■ **Problem details**: Retype every one of the records below, reproducing each line character for character without changes.

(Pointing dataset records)
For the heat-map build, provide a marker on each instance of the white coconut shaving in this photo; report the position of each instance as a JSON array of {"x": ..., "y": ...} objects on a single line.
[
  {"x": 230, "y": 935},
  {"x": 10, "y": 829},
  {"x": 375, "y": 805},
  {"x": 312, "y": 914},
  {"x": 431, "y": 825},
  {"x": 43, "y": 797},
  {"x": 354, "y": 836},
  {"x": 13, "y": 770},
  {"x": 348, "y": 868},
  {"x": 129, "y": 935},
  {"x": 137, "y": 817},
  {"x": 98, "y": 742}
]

■ **Complete output**:
For the heat-map build, provide a marker on each instance of the white coconut shaving in this photo; report the position of each instance as a JSON array of {"x": ..., "y": ...} objects on a single line.
[
  {"x": 230, "y": 935},
  {"x": 10, "y": 829},
  {"x": 375, "y": 805},
  {"x": 312, "y": 914},
  {"x": 431, "y": 825},
  {"x": 43, "y": 797},
  {"x": 354, "y": 836},
  {"x": 13, "y": 770},
  {"x": 348, "y": 868},
  {"x": 129, "y": 935},
  {"x": 137, "y": 817},
  {"x": 98, "y": 742}
]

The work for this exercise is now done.